■ **Extracted information**:
________________

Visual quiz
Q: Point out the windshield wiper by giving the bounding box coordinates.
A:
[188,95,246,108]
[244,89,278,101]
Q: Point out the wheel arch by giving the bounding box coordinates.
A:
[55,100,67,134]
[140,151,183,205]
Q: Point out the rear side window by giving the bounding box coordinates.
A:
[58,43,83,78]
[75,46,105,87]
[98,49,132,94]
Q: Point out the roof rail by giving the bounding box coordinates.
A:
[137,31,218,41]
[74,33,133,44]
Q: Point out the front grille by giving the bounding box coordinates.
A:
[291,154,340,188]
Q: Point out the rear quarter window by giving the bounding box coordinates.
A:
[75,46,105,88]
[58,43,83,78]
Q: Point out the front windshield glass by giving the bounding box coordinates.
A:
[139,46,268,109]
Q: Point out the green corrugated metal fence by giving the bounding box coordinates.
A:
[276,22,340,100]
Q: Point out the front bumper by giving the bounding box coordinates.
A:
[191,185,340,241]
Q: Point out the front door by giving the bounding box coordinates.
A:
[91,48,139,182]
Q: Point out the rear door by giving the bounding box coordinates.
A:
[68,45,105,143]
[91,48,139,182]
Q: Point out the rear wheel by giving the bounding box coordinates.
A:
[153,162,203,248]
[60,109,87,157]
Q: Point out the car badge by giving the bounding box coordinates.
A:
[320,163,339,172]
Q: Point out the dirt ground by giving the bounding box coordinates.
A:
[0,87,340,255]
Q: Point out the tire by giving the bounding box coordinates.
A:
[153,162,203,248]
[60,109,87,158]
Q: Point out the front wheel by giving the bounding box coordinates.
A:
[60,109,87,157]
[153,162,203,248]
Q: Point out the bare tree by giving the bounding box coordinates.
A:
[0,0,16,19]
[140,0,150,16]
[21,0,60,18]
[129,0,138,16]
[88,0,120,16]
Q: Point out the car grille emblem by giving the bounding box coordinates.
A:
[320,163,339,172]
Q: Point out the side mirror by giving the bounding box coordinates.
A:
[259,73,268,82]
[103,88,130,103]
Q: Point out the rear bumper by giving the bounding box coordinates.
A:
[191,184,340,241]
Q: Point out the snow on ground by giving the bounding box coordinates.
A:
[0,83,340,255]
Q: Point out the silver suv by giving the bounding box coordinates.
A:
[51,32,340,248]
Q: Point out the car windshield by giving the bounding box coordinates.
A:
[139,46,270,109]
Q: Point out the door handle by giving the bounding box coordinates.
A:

________________

■ **Challenge**: Copy the records exactly, starting at the line that contains "Q: Point out the rear door" and ending with the line that contains "[88,0,120,16]".

■ **Expected output**:
Q: Point out the rear door by giving the bounding box coordinates.
A:
[68,45,105,143]
[91,48,139,182]
Q: Point out the rear wheel by giving the bounding box coordinates.
A:
[153,162,203,248]
[60,109,87,157]
Q: Point out the car badge by giving the bounding box coordinates.
A:
[320,163,339,172]
Q: Point out the dirt ground by giving the bounding box coordinates.
A:
[0,87,340,255]
Q: Point out the tire by giving the bounding box coordinates.
A:
[153,162,203,248]
[60,109,87,158]
Q: Point out the front wheel by giving the bounding box coordinates.
A:
[60,109,87,157]
[153,162,203,248]
Q: Point out the bare tree by giving the bounding box coordinates.
A:
[0,0,16,19]
[140,0,150,16]
[21,0,60,18]
[129,0,138,16]
[88,0,120,16]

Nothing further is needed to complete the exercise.